(REQUIRED WORK):
From the data below, retype exactly the lines starting with the one that contains "Guideline: for each instance of the black sandal, put" and ending with the one that contains "Guideline: for each instance of the woman with", both included.

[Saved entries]
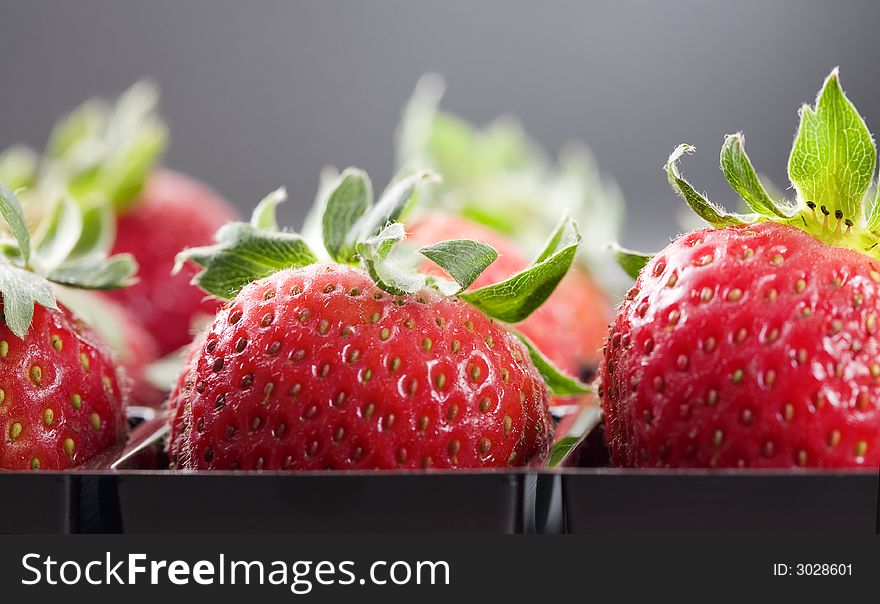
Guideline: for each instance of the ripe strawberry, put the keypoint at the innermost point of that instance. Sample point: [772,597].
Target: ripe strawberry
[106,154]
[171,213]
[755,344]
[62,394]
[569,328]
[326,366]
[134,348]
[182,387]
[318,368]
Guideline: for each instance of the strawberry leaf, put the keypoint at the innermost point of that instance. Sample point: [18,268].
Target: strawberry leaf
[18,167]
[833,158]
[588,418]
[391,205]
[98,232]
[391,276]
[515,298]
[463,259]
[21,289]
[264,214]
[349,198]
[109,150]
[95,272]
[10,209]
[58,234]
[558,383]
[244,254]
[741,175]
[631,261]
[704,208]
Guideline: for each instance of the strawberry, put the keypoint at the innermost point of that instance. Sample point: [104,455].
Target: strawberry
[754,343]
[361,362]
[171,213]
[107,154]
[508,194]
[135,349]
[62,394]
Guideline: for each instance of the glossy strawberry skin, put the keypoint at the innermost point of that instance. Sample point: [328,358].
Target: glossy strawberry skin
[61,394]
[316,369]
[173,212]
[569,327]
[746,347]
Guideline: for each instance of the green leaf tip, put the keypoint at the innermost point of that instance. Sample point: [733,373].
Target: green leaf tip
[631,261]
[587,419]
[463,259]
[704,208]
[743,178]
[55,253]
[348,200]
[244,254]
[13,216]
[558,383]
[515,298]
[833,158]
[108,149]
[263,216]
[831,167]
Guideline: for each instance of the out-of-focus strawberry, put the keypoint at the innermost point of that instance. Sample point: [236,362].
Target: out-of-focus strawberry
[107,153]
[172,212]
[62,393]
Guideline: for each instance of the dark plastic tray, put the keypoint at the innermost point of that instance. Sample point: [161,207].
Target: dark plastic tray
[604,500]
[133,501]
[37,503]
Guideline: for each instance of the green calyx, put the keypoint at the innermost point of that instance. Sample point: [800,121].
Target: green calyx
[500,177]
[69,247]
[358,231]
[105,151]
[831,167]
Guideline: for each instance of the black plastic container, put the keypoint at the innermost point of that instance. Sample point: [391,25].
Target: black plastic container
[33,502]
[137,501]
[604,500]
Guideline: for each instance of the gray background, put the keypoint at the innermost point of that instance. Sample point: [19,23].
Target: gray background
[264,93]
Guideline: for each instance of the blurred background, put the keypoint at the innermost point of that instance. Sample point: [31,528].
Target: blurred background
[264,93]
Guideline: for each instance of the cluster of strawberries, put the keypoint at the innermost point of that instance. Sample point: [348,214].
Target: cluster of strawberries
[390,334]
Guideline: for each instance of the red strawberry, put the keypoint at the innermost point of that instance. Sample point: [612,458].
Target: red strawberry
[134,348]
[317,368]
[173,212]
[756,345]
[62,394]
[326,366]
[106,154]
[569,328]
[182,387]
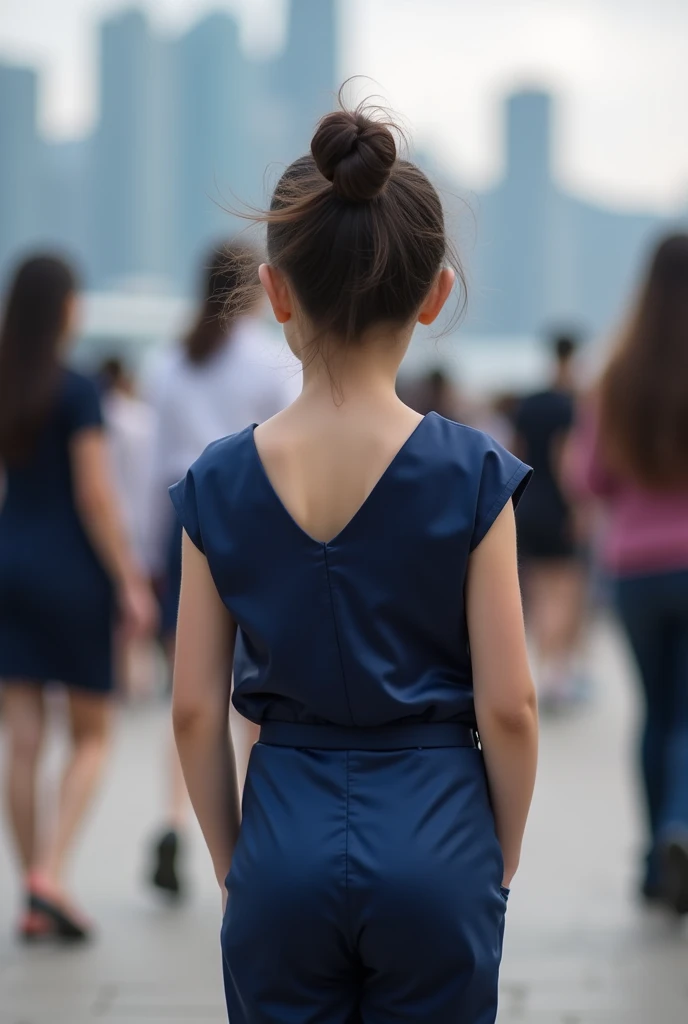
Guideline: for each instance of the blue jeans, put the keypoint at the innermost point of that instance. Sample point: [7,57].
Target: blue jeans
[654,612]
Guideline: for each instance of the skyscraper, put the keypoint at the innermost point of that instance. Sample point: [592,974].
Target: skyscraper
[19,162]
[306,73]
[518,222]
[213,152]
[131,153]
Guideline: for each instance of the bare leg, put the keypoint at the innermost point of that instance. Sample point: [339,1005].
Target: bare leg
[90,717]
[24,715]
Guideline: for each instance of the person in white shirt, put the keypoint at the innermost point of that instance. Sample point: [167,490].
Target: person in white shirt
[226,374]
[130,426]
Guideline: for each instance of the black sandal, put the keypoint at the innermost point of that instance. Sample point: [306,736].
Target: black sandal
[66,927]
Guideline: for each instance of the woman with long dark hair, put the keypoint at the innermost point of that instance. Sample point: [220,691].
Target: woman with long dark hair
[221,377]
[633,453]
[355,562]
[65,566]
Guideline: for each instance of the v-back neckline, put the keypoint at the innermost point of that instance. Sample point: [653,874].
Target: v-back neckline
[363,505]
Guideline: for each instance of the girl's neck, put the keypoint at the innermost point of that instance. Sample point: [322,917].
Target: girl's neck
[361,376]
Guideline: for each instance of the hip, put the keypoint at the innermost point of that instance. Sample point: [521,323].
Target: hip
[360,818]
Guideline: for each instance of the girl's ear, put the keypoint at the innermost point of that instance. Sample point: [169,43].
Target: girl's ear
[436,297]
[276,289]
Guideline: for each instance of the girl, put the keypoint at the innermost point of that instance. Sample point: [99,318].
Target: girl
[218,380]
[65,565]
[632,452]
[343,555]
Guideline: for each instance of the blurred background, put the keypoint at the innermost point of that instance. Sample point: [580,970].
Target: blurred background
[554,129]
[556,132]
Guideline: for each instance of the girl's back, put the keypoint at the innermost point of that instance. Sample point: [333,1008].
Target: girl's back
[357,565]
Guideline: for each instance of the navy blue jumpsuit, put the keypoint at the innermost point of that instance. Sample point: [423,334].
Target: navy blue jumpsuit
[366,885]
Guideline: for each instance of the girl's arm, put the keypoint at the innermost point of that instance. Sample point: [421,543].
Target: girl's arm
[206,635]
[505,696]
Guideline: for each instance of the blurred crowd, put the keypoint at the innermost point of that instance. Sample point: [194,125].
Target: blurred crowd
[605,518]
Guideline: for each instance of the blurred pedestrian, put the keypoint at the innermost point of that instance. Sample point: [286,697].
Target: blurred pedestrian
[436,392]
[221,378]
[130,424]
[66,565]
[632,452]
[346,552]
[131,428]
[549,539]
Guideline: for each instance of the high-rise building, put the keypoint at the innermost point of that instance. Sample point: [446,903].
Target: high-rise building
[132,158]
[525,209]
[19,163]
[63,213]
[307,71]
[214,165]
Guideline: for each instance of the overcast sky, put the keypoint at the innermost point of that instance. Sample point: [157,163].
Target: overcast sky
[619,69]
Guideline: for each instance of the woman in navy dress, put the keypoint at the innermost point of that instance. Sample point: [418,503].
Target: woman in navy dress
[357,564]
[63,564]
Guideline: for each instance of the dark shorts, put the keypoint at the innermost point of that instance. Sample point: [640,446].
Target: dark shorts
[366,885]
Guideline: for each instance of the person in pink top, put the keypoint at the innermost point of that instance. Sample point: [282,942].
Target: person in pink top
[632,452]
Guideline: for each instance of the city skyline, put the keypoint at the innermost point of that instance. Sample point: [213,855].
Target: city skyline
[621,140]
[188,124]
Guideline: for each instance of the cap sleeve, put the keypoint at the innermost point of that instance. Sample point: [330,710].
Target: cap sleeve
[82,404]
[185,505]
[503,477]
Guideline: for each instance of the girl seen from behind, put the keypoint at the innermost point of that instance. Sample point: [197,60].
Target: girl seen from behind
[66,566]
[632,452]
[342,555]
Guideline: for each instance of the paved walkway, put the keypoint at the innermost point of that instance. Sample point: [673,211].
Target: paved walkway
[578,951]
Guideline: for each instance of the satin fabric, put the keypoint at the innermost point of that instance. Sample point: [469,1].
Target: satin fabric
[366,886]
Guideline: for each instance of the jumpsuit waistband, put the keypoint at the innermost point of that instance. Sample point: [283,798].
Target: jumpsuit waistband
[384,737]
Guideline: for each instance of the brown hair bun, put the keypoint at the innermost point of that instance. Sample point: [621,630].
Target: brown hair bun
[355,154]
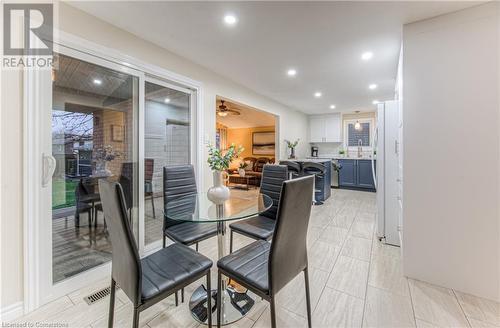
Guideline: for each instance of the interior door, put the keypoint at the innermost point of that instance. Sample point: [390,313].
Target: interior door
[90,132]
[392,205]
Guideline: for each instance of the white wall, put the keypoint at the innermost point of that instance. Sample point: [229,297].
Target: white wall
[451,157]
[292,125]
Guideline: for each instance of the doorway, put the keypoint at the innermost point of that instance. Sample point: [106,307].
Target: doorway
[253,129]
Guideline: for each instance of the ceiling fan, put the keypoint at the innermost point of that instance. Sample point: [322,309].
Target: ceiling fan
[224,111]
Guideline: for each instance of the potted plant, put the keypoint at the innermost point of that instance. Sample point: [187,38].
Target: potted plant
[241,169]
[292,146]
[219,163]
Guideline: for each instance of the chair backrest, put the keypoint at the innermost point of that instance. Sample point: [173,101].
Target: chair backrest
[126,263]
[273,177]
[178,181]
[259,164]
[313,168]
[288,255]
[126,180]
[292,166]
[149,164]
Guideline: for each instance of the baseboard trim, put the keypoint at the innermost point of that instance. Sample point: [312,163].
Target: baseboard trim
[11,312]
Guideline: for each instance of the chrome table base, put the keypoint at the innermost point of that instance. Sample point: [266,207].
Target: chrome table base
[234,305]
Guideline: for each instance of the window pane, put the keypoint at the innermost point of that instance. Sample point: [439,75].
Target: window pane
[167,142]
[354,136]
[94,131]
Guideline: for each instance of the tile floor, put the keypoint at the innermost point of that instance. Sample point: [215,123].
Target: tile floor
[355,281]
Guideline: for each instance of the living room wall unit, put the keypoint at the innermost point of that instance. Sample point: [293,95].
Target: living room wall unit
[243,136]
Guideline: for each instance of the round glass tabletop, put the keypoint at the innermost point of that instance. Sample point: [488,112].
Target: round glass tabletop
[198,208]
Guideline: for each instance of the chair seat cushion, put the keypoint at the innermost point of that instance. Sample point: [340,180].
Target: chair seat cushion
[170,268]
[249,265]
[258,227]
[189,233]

(RESPONSE BELOW):
Guideline: for each instance of the black sandal, put the keypoint at the innermost point of that instance. Sample point: [306,736].
Target: black sandal
[66,927]
Guideline: for each instance of the woman with long dark hair, put the keypoint at the innermost point of that instance. Sample point: [220,691].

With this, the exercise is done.